§ WHAT NEEDS TO BE DONE
Lay out every line of the records below as a numbered list, skipping blank lines and omitting the pictures.

§ TASK MATERIAL
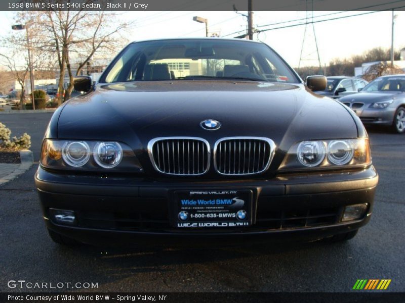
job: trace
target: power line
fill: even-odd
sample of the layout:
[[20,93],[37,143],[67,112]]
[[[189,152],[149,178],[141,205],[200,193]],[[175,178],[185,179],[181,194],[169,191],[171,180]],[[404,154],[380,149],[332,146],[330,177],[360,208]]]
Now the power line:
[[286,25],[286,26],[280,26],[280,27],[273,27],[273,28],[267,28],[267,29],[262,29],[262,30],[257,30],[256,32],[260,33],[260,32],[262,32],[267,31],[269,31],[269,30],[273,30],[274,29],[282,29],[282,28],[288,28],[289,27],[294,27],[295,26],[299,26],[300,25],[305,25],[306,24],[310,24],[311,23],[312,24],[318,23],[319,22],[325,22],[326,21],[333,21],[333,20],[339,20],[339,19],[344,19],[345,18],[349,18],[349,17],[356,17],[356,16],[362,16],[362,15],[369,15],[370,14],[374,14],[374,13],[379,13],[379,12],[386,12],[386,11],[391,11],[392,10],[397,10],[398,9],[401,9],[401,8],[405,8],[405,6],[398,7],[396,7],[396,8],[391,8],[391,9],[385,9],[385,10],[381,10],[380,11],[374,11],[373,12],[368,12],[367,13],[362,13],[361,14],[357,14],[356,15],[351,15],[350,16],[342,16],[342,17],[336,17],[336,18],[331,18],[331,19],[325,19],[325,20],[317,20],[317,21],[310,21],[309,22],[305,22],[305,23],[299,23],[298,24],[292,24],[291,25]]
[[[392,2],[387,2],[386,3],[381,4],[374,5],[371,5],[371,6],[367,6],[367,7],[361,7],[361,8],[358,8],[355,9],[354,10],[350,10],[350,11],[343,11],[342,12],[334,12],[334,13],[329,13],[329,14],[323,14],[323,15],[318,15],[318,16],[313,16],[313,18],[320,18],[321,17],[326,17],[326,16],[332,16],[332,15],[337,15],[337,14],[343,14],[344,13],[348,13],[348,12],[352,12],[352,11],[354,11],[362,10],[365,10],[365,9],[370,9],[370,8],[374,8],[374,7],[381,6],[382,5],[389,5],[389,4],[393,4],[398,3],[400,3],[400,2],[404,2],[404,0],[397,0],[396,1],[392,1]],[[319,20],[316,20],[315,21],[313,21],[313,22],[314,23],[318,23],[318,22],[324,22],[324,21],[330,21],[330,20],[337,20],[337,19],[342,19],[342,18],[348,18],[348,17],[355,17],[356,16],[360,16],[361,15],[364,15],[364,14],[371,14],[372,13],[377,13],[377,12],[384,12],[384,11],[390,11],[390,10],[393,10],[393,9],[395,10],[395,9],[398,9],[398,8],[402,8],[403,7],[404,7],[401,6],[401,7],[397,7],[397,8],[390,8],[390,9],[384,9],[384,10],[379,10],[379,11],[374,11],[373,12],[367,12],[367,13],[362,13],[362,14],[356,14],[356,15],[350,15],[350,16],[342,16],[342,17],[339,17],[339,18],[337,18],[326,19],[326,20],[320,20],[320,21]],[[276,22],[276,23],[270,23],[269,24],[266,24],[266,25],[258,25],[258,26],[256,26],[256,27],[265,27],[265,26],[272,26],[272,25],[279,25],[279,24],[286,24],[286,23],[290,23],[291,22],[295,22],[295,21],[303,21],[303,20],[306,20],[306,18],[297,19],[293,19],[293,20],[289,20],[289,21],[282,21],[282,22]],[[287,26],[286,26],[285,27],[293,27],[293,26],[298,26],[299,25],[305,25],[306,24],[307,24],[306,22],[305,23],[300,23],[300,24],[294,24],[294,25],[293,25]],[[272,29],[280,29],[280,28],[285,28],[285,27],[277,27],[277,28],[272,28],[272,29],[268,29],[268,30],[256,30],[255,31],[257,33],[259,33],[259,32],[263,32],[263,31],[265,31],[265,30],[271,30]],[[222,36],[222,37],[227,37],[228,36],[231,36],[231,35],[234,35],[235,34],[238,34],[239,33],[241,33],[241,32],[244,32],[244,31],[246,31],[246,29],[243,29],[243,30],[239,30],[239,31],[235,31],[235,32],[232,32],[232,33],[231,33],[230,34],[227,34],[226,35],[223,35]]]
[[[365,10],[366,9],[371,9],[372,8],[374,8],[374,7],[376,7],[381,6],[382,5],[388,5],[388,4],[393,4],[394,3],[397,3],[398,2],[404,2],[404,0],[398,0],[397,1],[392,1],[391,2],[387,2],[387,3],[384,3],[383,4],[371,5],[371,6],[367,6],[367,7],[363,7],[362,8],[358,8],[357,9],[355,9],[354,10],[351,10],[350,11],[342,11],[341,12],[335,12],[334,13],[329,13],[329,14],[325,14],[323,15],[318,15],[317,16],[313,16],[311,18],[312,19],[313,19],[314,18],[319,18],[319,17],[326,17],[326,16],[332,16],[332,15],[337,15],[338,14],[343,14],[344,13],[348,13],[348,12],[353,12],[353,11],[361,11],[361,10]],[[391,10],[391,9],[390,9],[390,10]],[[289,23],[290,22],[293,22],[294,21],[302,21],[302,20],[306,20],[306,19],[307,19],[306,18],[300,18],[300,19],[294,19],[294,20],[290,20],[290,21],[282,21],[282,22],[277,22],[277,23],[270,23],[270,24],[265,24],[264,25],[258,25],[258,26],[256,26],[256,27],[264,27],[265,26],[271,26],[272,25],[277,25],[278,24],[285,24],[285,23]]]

§ ANSWER TO THIS TASK
1. job: trace
2. target: power line
3. fill: even-odd
4. sample of the layout:
5. [[20,93],[37,143],[67,112]]
6. [[[189,152],[149,178],[141,205],[200,193]],[[175,178],[185,179],[181,194],[169,191],[171,180]],[[404,154],[380,149],[332,146],[330,177],[360,208]]]
7. Now the power line:
8. [[286,25],[286,26],[280,26],[280,27],[273,27],[273,28],[267,28],[267,29],[262,29],[262,30],[257,30],[256,32],[260,33],[260,32],[262,32],[267,31],[269,31],[269,30],[273,30],[274,29],[282,29],[282,28],[288,28],[289,27],[294,27],[295,26],[299,26],[300,25],[305,25],[306,24],[310,24],[311,23],[312,24],[318,23],[319,22],[325,22],[326,21],[333,21],[333,20],[339,20],[339,19],[344,19],[345,18],[349,18],[349,17],[356,17],[356,16],[362,16],[362,15],[369,15],[370,14],[374,14],[374,13],[379,13],[379,12],[386,12],[386,11],[391,11],[392,10],[397,10],[398,9],[401,9],[401,8],[405,8],[405,6],[398,7],[396,7],[396,8],[391,8],[391,9],[385,9],[385,10],[381,10],[380,11],[374,11],[373,12],[368,12],[367,13],[362,13],[361,14],[357,14],[356,15],[351,15],[350,16],[342,16],[342,17],[336,17],[336,18],[331,18],[331,19],[325,19],[325,20],[317,20],[317,21],[310,21],[309,22],[305,22],[305,23],[299,23],[298,24],[292,24],[291,25]]
9. [[[392,2],[387,2],[386,3],[381,4],[374,5],[371,5],[371,6],[367,6],[367,7],[361,7],[361,8],[358,8],[355,9],[354,10],[350,10],[350,11],[343,11],[342,12],[334,12],[334,13],[329,13],[329,14],[323,14],[323,15],[318,15],[318,16],[313,16],[313,18],[320,18],[321,17],[326,17],[326,16],[332,16],[332,15],[337,15],[337,14],[343,14],[344,13],[348,13],[348,12],[352,12],[352,11],[354,11],[362,10],[365,10],[365,9],[370,9],[370,8],[374,8],[374,7],[381,6],[382,5],[389,5],[389,4],[393,4],[398,3],[400,3],[400,2],[404,2],[404,0],[397,0],[396,1],[392,1]],[[319,20],[316,20],[315,21],[313,21],[313,22],[314,23],[318,23],[318,22],[324,22],[324,21],[330,21],[330,20],[337,20],[337,19],[342,19],[342,18],[348,18],[348,17],[355,17],[356,16],[360,16],[361,15],[364,15],[364,14],[371,14],[372,13],[377,13],[377,12],[384,12],[384,11],[390,11],[390,10],[393,10],[393,9],[395,10],[395,9],[398,9],[398,8],[402,8],[403,7],[404,7],[401,6],[401,7],[397,7],[397,8],[390,8],[390,9],[384,9],[384,10],[379,10],[379,11],[374,11],[373,12],[367,12],[367,13],[362,13],[362,14],[356,14],[356,15],[350,15],[350,16],[342,16],[342,17],[339,17],[339,18],[337,18],[326,19],[326,20],[320,20],[320,21]],[[276,22],[276,23],[270,23],[269,24],[266,24],[266,25],[258,25],[258,26],[256,26],[256,27],[265,27],[265,26],[272,26],[272,25],[279,25],[279,24],[286,24],[286,23],[290,23],[291,22],[295,22],[295,21],[303,21],[303,20],[306,20],[306,18],[297,19],[293,19],[293,20],[289,20],[289,21],[282,21],[282,22]],[[287,26],[286,26],[285,27],[293,27],[293,26],[298,26],[299,25],[305,25],[306,24],[307,24],[306,22],[305,23],[300,23],[300,24],[294,24],[294,25],[293,25]],[[272,29],[280,29],[280,28],[285,28],[285,27],[277,27],[277,28],[272,28],[272,29],[268,29],[268,30],[256,30],[255,31],[257,33],[259,33],[259,32],[263,32],[263,31],[265,31],[265,30],[271,30]],[[222,36],[222,37],[227,37],[228,36],[231,36],[231,35],[234,35],[235,34],[238,34],[239,33],[241,33],[241,32],[244,32],[244,31],[246,31],[246,29],[243,29],[243,30],[239,30],[239,31],[235,31],[235,32],[232,32],[232,33],[231,33],[230,34],[227,34],[226,35],[223,35]]]
10. [[[365,10],[366,9],[371,9],[372,8],[374,8],[374,7],[376,7],[381,6],[382,5],[388,5],[388,4],[393,4],[394,3],[397,3],[398,2],[404,2],[404,0],[398,0],[397,1],[392,1],[391,2],[387,2],[387,3],[384,3],[383,4],[371,5],[371,6],[367,6],[367,7],[363,7],[362,8],[358,8],[357,9],[355,9],[354,10],[351,10],[350,11],[342,11],[341,12],[335,12],[334,13],[329,13],[329,14],[325,14],[323,15],[318,15],[317,16],[313,16],[311,18],[312,19],[313,19],[314,18],[319,18],[319,17],[326,17],[326,16],[332,16],[332,15],[337,15],[338,14],[343,14],[344,13],[348,13],[348,12],[353,12],[353,11],[361,11],[361,10]],[[391,10],[391,9],[390,9],[390,10]],[[289,23],[290,22],[293,22],[294,21],[302,21],[302,20],[306,20],[306,19],[307,19],[306,18],[300,18],[300,19],[294,19],[294,20],[290,20],[290,21],[282,21],[282,22],[277,22],[277,23],[270,23],[270,24],[265,24],[264,25],[258,25],[258,26],[256,26],[256,27],[264,27],[265,26],[271,26],[272,25],[277,25],[278,24],[285,24],[285,23]]]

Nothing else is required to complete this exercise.